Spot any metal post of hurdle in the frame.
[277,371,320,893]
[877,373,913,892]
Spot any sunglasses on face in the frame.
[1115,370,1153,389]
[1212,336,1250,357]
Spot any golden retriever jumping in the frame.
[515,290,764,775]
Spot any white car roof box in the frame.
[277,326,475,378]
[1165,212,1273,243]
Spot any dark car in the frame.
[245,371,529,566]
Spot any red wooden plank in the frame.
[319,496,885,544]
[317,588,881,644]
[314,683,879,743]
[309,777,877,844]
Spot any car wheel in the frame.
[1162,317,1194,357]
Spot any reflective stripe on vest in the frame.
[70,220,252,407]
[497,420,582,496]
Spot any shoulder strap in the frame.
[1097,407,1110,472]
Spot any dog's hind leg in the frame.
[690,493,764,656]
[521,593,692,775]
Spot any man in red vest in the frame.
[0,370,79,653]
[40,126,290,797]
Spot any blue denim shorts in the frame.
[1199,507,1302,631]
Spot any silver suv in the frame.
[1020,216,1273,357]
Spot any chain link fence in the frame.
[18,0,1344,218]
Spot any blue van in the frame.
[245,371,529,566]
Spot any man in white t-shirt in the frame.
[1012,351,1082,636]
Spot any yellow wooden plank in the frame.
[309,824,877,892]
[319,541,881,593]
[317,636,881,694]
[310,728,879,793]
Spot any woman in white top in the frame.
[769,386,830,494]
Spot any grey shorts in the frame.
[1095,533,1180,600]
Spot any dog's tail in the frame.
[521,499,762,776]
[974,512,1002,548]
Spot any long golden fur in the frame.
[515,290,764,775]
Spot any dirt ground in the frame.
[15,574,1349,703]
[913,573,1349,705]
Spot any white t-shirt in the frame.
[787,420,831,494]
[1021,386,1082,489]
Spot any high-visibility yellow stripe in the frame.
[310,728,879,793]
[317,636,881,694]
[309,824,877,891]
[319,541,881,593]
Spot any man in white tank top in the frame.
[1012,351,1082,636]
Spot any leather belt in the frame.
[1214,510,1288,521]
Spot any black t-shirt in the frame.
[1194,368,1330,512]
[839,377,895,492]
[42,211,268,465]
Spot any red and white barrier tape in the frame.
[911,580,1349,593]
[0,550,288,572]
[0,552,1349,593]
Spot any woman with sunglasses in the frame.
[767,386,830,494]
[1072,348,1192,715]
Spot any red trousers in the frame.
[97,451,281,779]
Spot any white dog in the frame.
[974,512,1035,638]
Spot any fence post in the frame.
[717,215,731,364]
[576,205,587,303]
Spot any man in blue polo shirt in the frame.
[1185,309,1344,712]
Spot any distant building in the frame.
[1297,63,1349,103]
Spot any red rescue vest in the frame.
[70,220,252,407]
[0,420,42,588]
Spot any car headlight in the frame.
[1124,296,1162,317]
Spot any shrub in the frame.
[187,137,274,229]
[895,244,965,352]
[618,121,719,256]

EXERCISE DETAILS: Tally the lines in the items above that contain the string "yellow", and give only the number.

RESULT FOR THIS EXERCISE: 2